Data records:
========================================

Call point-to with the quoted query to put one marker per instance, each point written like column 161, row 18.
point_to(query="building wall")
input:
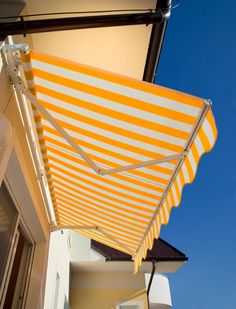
column 102, row 290
column 16, row 167
column 58, row 270
column 118, row 49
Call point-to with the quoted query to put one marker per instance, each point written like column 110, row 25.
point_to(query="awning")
column 117, row 151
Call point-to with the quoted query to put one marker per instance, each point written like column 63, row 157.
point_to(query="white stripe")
column 208, row 131
column 185, row 173
column 30, row 83
column 103, row 199
column 96, row 204
column 99, row 237
column 179, row 183
column 119, row 235
column 141, row 179
column 110, row 177
column 192, row 162
column 110, row 158
column 113, row 136
column 124, row 90
column 105, row 191
column 104, row 184
column 105, row 220
column 96, row 209
column 199, row 145
column 111, row 121
column 27, row 66
column 174, row 195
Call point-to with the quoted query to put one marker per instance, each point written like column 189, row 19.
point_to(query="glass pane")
column 8, row 215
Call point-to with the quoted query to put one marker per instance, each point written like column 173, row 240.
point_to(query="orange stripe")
column 109, row 128
column 212, row 123
column 80, row 214
column 112, row 155
column 108, row 95
column 204, row 140
column 122, row 80
column 99, row 186
column 118, row 175
column 117, row 211
column 189, row 168
column 97, row 195
column 195, row 153
column 100, row 213
column 117, row 200
column 97, row 235
column 161, row 111
column 101, row 239
column 94, row 176
column 118, row 235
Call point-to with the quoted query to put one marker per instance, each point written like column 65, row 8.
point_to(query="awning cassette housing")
column 116, row 151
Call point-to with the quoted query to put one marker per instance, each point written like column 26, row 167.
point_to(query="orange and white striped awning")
column 117, row 151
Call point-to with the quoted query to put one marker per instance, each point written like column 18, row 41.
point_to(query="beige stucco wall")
column 118, row 49
column 104, row 290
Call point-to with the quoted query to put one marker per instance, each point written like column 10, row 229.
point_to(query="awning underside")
column 139, row 144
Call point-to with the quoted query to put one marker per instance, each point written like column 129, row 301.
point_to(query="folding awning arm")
column 21, row 87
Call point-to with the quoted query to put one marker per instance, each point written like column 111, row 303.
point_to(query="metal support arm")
column 70, row 23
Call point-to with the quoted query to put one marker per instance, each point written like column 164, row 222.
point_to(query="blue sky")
column 198, row 57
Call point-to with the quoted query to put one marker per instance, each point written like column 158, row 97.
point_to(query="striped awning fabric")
column 125, row 151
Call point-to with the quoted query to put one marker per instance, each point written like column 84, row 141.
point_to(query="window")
column 56, row 293
column 15, row 254
column 130, row 305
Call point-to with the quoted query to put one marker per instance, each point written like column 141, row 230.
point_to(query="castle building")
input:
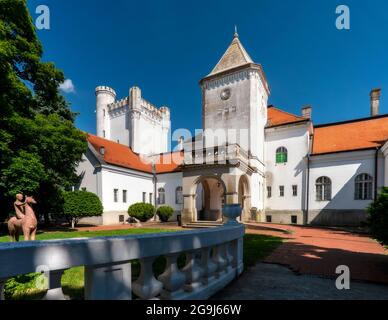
column 279, row 166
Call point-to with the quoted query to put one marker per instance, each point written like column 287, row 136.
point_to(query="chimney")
column 375, row 95
column 306, row 112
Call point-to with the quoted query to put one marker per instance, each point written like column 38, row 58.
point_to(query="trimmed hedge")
column 79, row 204
column 378, row 217
column 165, row 213
column 141, row 211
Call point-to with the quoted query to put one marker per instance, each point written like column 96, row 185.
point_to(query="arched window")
column 162, row 196
column 363, row 187
column 178, row 195
column 323, row 189
column 281, row 155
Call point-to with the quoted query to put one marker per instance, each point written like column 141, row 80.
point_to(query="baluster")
column 146, row 286
column 2, row 285
column 193, row 271
column 228, row 257
column 108, row 282
column 54, row 291
column 237, row 253
column 208, row 266
column 173, row 279
column 219, row 260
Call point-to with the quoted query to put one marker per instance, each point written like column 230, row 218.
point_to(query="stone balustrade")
column 215, row 155
column 213, row 259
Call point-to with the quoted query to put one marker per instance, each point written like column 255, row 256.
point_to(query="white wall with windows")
column 286, row 167
column 123, row 187
column 352, row 177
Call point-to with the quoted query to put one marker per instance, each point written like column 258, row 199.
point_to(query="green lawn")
column 256, row 247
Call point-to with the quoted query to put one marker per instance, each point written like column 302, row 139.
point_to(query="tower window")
column 162, row 196
column 269, row 192
column 281, row 155
column 178, row 195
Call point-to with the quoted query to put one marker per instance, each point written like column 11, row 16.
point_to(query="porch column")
column 188, row 208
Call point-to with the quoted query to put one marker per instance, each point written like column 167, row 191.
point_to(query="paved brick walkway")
column 319, row 251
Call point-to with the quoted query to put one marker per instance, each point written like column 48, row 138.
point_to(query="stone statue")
column 25, row 220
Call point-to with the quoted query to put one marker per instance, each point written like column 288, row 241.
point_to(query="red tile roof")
column 123, row 156
column 351, row 135
column 277, row 117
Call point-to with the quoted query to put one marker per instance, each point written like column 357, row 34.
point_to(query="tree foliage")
column 141, row 211
column 79, row 204
column 378, row 217
column 39, row 144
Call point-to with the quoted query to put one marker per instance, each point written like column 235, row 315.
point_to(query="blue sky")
column 166, row 47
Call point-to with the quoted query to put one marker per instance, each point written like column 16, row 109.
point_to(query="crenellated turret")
column 104, row 97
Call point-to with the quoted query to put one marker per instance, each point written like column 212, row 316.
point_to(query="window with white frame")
column 294, row 190
column 363, row 187
column 162, row 196
column 323, row 189
column 281, row 155
column 179, row 195
column 269, row 191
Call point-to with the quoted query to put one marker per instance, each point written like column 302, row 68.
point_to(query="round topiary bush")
column 79, row 204
column 378, row 217
column 141, row 211
column 165, row 213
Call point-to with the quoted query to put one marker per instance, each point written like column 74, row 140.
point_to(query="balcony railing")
column 213, row 259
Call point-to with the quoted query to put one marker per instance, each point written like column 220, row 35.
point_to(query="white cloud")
column 67, row 86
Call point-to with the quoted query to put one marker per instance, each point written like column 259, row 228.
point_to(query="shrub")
column 141, row 211
column 79, row 204
column 378, row 217
column 165, row 213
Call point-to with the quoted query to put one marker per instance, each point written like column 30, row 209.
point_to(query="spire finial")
column 235, row 31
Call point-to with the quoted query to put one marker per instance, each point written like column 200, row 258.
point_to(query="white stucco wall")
column 134, row 182
column 342, row 169
column 295, row 139
column 90, row 175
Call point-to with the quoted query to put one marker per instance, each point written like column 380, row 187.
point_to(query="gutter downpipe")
column 308, row 189
column 376, row 171
column 155, row 180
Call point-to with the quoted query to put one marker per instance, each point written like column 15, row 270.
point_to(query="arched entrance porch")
column 244, row 197
column 209, row 197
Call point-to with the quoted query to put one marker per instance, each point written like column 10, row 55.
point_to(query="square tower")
column 234, row 102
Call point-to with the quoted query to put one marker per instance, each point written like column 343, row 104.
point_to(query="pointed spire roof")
column 234, row 56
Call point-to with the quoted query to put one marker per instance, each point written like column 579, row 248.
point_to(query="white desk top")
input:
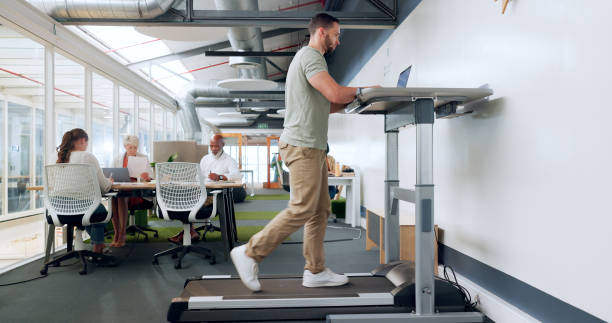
column 384, row 99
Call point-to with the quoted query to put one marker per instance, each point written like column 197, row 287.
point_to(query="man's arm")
column 233, row 171
column 331, row 90
column 336, row 107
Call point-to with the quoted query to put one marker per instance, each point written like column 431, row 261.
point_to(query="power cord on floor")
column 467, row 298
column 35, row 278
column 333, row 240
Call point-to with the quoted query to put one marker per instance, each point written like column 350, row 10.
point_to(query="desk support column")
column 424, row 219
column 392, row 228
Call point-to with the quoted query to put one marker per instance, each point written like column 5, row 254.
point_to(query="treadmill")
column 389, row 292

========================================

EXERCISE:
Repeat the records above word for word, keeping no pictures in the copy.

SOLUTION FOR THIS EXERCISE:
Call point-to with the quoted query to put one marker per instance, each point written like column 161, row 18.
point_to(query="building wall")
input:
column 102, row 290
column 16, row 167
column 58, row 270
column 118, row 49
Call point-to with the quoted query to put one marker per instance, each point written like column 110, row 25.
point_to(query="awning")
column 117, row 151
Call point-to with the quoted query to put one marker per instance, each point written like column 63, row 157.
point_to(query="white stripe")
column 208, row 131
column 185, row 173
column 30, row 83
column 103, row 199
column 96, row 204
column 99, row 237
column 179, row 183
column 119, row 235
column 141, row 179
column 110, row 177
column 192, row 162
column 110, row 158
column 113, row 136
column 124, row 90
column 105, row 191
column 104, row 184
column 105, row 220
column 96, row 209
column 199, row 145
column 111, row 121
column 27, row 66
column 174, row 195
Call point-to with the quoted query to put one marker per instance, each point written like column 189, row 19.
point_to(query="glass pane")
column 8, row 215
Call point-to with the quoted query to put one marker per instance, each point written like column 173, row 240.
point_to(query="orange stripe")
column 109, row 128
column 212, row 123
column 80, row 214
column 112, row 155
column 108, row 95
column 204, row 140
column 122, row 80
column 99, row 186
column 118, row 175
column 117, row 211
column 189, row 168
column 97, row 195
column 195, row 153
column 100, row 213
column 117, row 200
column 97, row 235
column 161, row 111
column 101, row 239
column 94, row 176
column 118, row 235
Call point-to with the quoted query to put one marker per instance, each point written like column 65, row 8.
point_to(query="awning cassette housing")
column 116, row 151
Call point-to with the quoted query to put one marker per instance, each point written like column 26, row 167.
point_to(query="orange and white striped awning")
column 117, row 151
Call point-to with the quoted query to put one marker per instance, each point written like column 18, row 41.
point_to(query="beige stucco wall")
column 118, row 49
column 104, row 290
Call point-to with the quoted query to put one marker per instance, each point written like column 10, row 229.
point_to(query="awning underside")
column 139, row 144
Call point-to with the quoted query to put one marker per instance, each point written like column 129, row 301.
point_to(query="folding awning arm")
column 21, row 87
Call point-to with the quoted query to put one marker per instance, each point written like column 111, row 303.
point_to(query="metal support arm")
column 70, row 23
Call point-to with the quoted query to put one marker per instance, each point written like column 164, row 222.
point_to(query="blue sky")
column 198, row 57
Call point-to with the quoted query to put one marker per instance, each point written like column 158, row 97.
point_to(query="striped awning fabric")
column 125, row 151
Call point-to with the quoted query to put one marker per instance, each point written like column 84, row 141.
point_to(query="window")
column 56, row 293
column 15, row 254
column 130, row 305
Call point-to with the quoted query to put one marker per instance, each point written like column 141, row 230.
point_to(query="castle building")
input:
column 279, row 166
Call point-to with the quoted query to put one marker per instance, each point written like column 287, row 136.
point_to(query="chimney")
column 375, row 95
column 306, row 112
Call point-to with the quoted query to put one marker per instance, each point written like column 38, row 58.
point_to(query="trimmed hedge")
column 79, row 204
column 378, row 217
column 165, row 213
column 141, row 211
Call point-to with the quoted query to put one marker per instance, each point written like column 96, row 185.
point_to(query="arched window")
column 162, row 196
column 363, row 187
column 178, row 195
column 323, row 189
column 281, row 155
Call point-to with the quoted query to put one marker per instance, each point written like column 141, row 80.
point_to(query="baluster")
column 146, row 286
column 2, row 285
column 193, row 271
column 228, row 257
column 108, row 282
column 54, row 291
column 237, row 253
column 208, row 266
column 173, row 279
column 219, row 260
Call point-to with the quoted query to put one marker per instance, each point written like column 230, row 218.
point_to(query="stone balustrade")
column 215, row 155
column 213, row 259
Call point-to with the quoted query to put one marker per instance, each point written like column 255, row 256.
point_to(query="white wall with windows")
column 286, row 167
column 123, row 187
column 352, row 177
Call point-to with the quoted query to put one marker per instance, each point written like column 258, row 199.
point_to(query="green lawn")
column 256, row 247
Call point-to with the quoted query to put one marker per instance, each point written like column 302, row 139.
point_to(query="tower window")
column 162, row 196
column 269, row 192
column 281, row 155
column 178, row 195
Call point-to with the quoted query to put one marker per instance, each point written like column 11, row 16.
point_to(query="porch column")
column 188, row 208
Call point-to with the quoted query to put one marker per instance, each point written like column 167, row 191.
point_to(query="paved brick walkway")
column 319, row 251
Call point-to with the quoted query to put one marker per instance, each point written like column 48, row 138.
point_to(query="stone statue")
column 25, row 220
Call point-to with the quoted query to put one marker per instance, each point written like column 288, row 241.
point_to(query="red tile roof")
column 123, row 156
column 351, row 135
column 277, row 117
Call point-to with the quoted query to put one marker per instance, each point written like column 357, row 34.
point_to(query="tree foliage")
column 141, row 211
column 79, row 204
column 378, row 217
column 39, row 144
Call point-to with the quoted query to put one marker per instance, each point written like column 235, row 315.
point_to(query="blue sky")
column 166, row 47
Call point-to with the quoted query to put one marker per instance, each point written like column 16, row 109.
point_to(query="crenellated turret")
column 104, row 97
Call point-to with the quoted query to put one marker per instance, each point written like column 212, row 316.
point_to(query="window with white frame")
column 294, row 190
column 363, row 187
column 162, row 196
column 323, row 189
column 281, row 155
column 179, row 195
column 269, row 191
Call point-to with the quoted query to put one marker per instance, each point written like column 302, row 68.
point_to(query="round topiary bush")
column 79, row 204
column 378, row 217
column 141, row 211
column 165, row 213
Call point-to with the quoted query to put one marker per instance, each point written like column 74, row 140.
point_to(query="balcony railing")
column 213, row 259
Call point-to with the quoted query to put one marker per instance, each point written like column 220, row 35.
point_to(query="white cloud")
column 67, row 86
Call point-to with the quoted query to put one marker per instance, each point written like column 259, row 228.
point_to(query="shrub")
column 141, row 211
column 79, row 204
column 378, row 217
column 165, row 213
Call point-to with the quoted query to put one marker per instance, each point written like column 30, row 209.
point_to(query="spire finial")
column 235, row 31
Call point-to with the quoted query to put one marker per instance, each point written like column 200, row 258.
point_to(query="white stucco wall")
column 134, row 182
column 342, row 169
column 295, row 139
column 90, row 175
Call point-to with the quoted query to put one marker per instance, each point written like column 380, row 187.
point_to(query="gutter downpipe")
column 308, row 189
column 376, row 171
column 155, row 180
Call point-to with the quoted query to put one marker per instance, each point written like column 15, row 270.
point_to(query="arched entrance porch")
column 244, row 197
column 209, row 197
Call point-to with the quoted query to put one marker per instance, each point written like column 10, row 55.
point_to(query="square tower")
column 234, row 102
Call point-to with the quoted query to put one marker per instance, each point written like column 343, row 104.
point_to(query="pointed spire roof")
column 234, row 56
Call point-to with the quoted query to put one marker per instance, each point written like column 579, row 248.
point_to(query="white desk top")
input:
column 384, row 99
Call point-to with the quoted query to put one marker per instance, each point written like column 197, row 287.
point_to(query="man's arm")
column 233, row 171
column 331, row 90
column 336, row 107
Call point-to with the quoted query to put one marker per instance, each point written like column 431, row 261.
point_to(query="power cord on floor")
column 467, row 298
column 35, row 278
column 333, row 240
Call point-to with the quoted query to put one marker per instance, each point written like column 350, row 10.
point_to(query="desk support column")
column 424, row 219
column 392, row 228
Call point-to with the quoted query to put one marker per instance, each point written like column 5, row 254.
point_to(query="treadmill")
column 389, row 292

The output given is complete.